__Given instruction A__. Echo the part of the Sqoop2 import guide from "Reference for Configuring" down to "links and Connectors.", word for word.

Thursday, May 26, 2016

Working with Sqoop2 import command.



Note:
Please configure PostgresSql as Sqoop2 metastore , then follow below steps.
Reference for Configuring ,please follow previous post " PostgresSql configuration for SQOOP2"

 This steps are tested in MapR-cluster-5.0,CentOS-6.6

 STEPS:
Step 1:
Check available links and Connectors.
sqoop:000> show link
+----+------+--------------+----------------+---------+
| Id | Name | Connector Id | Connector Name | Enabled |
+----+------+--------------+----------------+---------+
+----+------+--------------+----------------+---------+

sqoop:000> show connector
+----+------------------------+------------------+------------------------------------------------------
+----------------------+
| Id | Name | Version | Class | Supported Directions |
+----+------------------------+------------------+------------------------------------------------------
+----------------------+
| 1 | kite-connector | 1.99.6-mapr-1507 | org.apache.sqoop.connector.kite.KiteConnector |
FROM/TO |
| 2 | kafka-connector | 1.99.6-mapr-1507 | org.apache.sqoop.connector.kafka.KafkaConnector
| TO |
| 3 | hdfs-connector | 1.99.6-mapr-1507 | org.apache.sqoop.connector.hdfs.HdfsConnector |
FROM/TO |
| 4 | generic-jdbc-connector | 1.99.6-mapr-1507 |
org.apache.sqoop.connector.jdbc.GenericJdbcConnector | FROM/TO |
+----+------------------------+------------------+------------------------------------------------------
+----------------------+


Step 2:
Create a link for RDBMS( from which DB we would like to import Data
NOTE: Provide the Connecotr ID for Name :generic-jdbc-connector . For Ex here Id is 4 for -c
arguement.)

__Input material__.
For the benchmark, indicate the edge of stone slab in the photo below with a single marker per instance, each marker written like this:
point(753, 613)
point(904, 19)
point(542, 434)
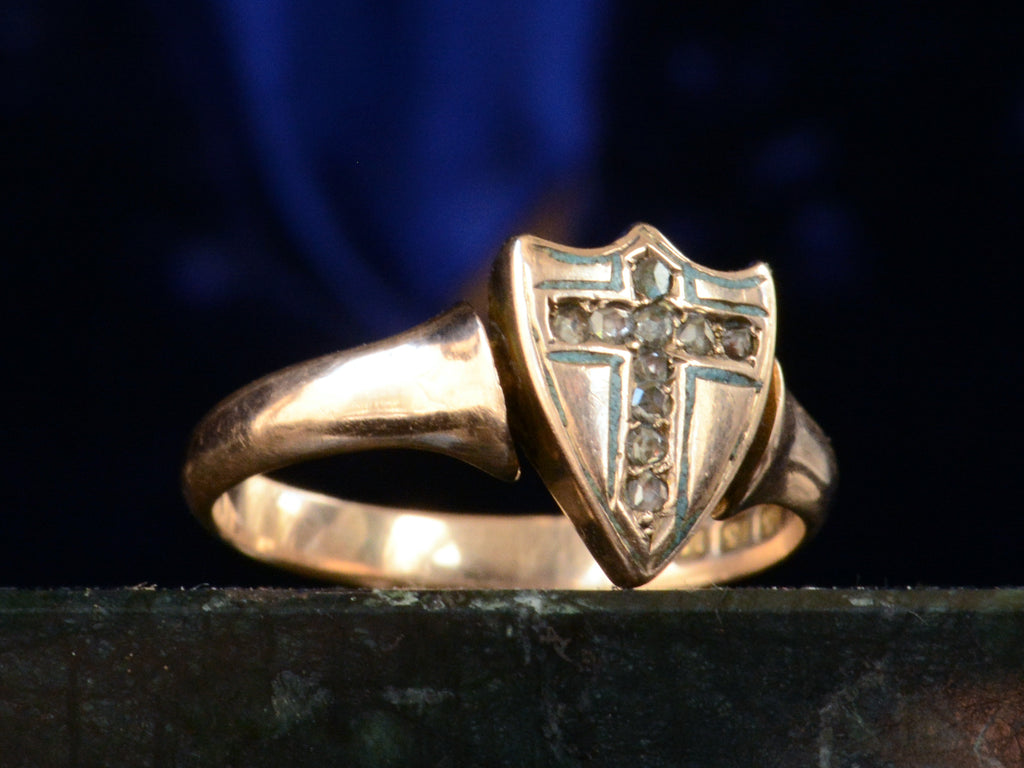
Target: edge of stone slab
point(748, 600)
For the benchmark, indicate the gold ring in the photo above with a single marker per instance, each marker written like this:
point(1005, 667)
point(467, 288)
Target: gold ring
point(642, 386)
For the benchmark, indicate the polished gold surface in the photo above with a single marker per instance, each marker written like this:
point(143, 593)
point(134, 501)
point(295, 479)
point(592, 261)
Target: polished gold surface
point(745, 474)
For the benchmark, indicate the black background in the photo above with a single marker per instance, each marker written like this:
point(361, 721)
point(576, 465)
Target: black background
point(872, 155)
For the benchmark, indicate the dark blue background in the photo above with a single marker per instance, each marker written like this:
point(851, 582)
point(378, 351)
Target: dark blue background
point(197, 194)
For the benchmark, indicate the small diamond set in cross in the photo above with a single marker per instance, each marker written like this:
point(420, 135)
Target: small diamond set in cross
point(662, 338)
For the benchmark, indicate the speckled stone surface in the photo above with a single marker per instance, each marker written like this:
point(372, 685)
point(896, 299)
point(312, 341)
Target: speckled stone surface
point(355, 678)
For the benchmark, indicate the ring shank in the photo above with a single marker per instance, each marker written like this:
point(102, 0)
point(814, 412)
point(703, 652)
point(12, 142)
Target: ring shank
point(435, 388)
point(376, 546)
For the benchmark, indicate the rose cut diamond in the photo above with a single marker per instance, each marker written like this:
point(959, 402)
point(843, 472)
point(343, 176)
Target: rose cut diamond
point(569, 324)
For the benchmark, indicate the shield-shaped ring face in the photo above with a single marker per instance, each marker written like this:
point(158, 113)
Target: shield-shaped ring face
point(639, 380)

* * *

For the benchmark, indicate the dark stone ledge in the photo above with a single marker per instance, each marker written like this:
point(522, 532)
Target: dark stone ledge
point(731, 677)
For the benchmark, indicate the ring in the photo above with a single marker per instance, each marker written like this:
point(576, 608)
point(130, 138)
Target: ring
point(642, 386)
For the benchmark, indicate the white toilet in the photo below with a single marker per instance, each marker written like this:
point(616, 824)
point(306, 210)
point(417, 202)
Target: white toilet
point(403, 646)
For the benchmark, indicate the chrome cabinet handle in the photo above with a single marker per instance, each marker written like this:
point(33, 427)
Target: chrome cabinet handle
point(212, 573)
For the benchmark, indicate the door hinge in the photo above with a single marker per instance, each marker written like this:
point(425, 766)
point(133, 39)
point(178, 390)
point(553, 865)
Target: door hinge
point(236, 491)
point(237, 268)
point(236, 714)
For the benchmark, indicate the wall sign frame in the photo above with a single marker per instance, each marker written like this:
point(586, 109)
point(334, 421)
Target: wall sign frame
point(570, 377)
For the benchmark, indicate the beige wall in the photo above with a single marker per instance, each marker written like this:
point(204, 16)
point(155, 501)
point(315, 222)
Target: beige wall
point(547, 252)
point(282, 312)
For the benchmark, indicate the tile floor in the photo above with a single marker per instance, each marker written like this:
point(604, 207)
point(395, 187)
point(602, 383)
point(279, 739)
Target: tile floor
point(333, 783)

__Given instruction B__. In the rows, give back everything from the line containing "For the benchmark, indicate the edge" down to the line containing "point(662, 338)" with "instance" swapped for "item" and nothing else altered. Return only those lines and leave out the pictures.

__Task answer A__.
Reference for Configuring ,please follow previous post " PostgresSql configuration for SQOOP2"

 This steps are tested in MapR-cluster-5.0,CentOS-6.6

 STEPS:
Step 1:
Check available links and Connectors.

__Task answer B__.
For the benchmark, indicate the edge of stone slab in the photo below with a single marker per item, each marker written like this:
point(753, 613)
point(904, 19)
point(542, 434)
Target: edge of stone slab
point(748, 600)
For the benchmark, indicate the gold ring in the photo above with a single marker per item, each marker written like this:
point(1005, 667)
point(467, 288)
Target: gold ring
point(642, 386)
For the benchmark, indicate the polished gold surface in the photo above with a single marker per item, each marker written like this:
point(143, 593)
point(134, 501)
point(295, 479)
point(592, 261)
Target: polished gold surface
point(745, 474)
For the benchmark, indicate the black background in the photo above with a single marker per item, each marker written like this:
point(361, 721)
point(576, 465)
Target: black background
point(872, 155)
For the benchmark, indicate the dark blue background in the photo above with a single marker per item, each marker written like this:
point(851, 582)
point(378, 351)
Target: dark blue background
point(197, 194)
For the benchmark, indicate the small diamond set in cross in the photo above with a single marker per item, each marker written like this:
point(420, 135)
Target: small diamond set in cross
point(662, 338)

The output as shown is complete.